EXERCISE PROMPT » Please keep the pictures out and write out exactly the lines from the first in the data below through the one containing "5L33 12L22 13L23", both included.

DATA SHOWN »
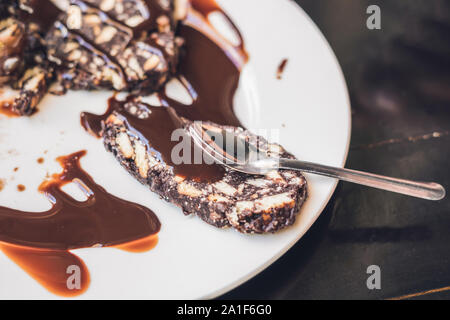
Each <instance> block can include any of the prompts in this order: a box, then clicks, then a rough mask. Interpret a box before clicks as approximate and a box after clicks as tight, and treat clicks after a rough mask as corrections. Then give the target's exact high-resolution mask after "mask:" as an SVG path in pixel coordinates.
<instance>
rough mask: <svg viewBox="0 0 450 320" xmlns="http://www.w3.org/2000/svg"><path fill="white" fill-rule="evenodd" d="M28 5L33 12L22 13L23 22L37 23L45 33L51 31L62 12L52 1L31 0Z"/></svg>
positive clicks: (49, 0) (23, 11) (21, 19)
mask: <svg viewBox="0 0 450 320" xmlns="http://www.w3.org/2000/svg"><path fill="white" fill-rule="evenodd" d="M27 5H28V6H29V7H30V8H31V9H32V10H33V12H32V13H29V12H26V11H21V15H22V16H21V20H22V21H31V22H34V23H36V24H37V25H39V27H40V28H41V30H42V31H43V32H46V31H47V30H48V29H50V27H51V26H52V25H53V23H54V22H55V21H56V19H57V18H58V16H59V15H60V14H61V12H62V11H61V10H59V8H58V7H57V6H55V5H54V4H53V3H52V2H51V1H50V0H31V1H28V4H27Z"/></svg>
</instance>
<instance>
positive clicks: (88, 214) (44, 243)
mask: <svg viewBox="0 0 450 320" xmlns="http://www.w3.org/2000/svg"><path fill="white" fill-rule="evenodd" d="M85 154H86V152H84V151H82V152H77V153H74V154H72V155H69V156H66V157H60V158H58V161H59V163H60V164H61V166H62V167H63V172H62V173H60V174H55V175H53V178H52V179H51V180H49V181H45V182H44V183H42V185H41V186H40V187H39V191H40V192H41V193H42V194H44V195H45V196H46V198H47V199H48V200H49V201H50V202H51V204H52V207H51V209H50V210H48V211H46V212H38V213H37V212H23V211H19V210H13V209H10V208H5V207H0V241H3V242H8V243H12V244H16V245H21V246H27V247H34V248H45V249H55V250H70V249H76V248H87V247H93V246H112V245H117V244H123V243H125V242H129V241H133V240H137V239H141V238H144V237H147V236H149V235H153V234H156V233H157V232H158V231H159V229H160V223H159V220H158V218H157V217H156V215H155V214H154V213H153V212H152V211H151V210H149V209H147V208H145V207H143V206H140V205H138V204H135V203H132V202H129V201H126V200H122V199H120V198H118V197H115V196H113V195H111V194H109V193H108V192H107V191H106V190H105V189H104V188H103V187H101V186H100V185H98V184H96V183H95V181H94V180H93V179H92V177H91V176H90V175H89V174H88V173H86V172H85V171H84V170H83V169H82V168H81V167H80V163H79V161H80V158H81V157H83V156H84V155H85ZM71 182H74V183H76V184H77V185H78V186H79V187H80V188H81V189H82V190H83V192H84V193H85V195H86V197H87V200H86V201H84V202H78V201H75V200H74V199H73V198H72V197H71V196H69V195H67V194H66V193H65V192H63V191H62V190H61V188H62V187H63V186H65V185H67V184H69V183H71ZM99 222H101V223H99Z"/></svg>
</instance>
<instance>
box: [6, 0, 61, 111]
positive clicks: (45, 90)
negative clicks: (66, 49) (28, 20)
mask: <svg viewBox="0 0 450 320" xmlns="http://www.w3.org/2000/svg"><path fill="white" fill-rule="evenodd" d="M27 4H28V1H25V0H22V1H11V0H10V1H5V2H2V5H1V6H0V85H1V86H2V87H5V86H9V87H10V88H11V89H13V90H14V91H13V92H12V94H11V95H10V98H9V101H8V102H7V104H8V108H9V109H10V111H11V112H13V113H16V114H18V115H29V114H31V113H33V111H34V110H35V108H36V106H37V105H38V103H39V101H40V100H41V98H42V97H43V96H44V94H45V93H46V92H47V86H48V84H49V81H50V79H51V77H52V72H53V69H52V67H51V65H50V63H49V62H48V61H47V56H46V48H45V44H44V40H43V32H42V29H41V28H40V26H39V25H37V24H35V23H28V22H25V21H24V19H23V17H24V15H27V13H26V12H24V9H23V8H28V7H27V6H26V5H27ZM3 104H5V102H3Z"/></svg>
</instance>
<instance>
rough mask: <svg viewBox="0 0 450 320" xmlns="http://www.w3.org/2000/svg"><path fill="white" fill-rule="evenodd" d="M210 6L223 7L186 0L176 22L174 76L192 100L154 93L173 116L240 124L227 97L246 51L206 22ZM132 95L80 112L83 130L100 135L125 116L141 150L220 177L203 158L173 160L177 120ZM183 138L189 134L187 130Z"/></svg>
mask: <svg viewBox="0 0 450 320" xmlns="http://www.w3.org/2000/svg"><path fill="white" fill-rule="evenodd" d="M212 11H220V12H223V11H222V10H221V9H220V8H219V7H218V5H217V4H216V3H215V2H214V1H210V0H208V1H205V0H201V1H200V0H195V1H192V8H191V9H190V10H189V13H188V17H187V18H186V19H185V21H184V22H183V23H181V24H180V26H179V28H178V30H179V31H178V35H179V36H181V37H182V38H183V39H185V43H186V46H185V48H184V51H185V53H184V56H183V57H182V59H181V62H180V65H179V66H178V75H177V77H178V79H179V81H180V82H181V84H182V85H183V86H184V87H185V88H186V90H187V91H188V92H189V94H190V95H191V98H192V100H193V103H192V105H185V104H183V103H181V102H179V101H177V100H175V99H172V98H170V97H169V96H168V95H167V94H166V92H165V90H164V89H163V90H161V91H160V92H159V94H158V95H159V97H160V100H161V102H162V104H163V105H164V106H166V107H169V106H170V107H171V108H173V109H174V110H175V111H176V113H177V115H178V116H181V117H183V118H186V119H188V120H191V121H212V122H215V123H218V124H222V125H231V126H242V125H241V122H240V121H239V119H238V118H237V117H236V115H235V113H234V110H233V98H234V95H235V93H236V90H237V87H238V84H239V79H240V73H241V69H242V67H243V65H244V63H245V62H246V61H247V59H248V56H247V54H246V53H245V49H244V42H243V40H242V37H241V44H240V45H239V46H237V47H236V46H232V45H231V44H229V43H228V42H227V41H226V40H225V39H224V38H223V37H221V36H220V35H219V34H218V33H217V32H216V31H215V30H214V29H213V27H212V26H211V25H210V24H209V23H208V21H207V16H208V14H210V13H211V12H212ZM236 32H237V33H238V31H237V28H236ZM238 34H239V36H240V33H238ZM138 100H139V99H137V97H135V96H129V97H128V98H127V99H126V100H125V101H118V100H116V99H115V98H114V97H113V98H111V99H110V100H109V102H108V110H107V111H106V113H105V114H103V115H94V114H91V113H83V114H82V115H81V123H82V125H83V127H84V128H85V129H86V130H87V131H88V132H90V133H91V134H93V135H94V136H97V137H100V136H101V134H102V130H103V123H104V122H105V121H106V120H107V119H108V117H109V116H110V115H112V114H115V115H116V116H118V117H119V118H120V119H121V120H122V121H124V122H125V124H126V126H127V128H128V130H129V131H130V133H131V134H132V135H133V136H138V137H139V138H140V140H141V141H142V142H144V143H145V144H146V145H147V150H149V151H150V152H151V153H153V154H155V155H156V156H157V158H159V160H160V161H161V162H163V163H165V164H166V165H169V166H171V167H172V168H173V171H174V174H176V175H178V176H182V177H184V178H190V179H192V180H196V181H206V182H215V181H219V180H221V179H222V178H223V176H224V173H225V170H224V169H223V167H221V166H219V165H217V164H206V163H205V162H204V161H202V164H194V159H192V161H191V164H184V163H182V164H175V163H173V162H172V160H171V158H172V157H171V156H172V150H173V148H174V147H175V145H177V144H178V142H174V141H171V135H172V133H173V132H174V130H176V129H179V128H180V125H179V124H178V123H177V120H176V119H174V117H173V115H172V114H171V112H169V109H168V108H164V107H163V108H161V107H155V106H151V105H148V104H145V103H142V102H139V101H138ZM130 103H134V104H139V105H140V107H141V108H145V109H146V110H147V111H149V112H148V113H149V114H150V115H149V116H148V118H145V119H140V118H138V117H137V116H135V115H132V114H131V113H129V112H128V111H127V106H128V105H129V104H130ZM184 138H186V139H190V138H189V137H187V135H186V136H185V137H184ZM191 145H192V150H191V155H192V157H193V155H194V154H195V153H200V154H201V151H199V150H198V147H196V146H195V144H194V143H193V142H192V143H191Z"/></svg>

EXPECTED OUTPUT »
Each <instance> block can include any of the prompts in this order: a box, then clicks, then a rough mask. Interpret a box before clicks as approximate and a box after clicks as tight, and treat clicks after a rough mask as corrections. Then give the target's exact high-resolution mask after "mask:" as an SVG path in pixel coordinates.
<instance>
rough mask: <svg viewBox="0 0 450 320" xmlns="http://www.w3.org/2000/svg"><path fill="white" fill-rule="evenodd" d="M28 5L33 12L22 13L23 22L37 23L45 33L51 31L62 12L52 1L31 0Z"/></svg>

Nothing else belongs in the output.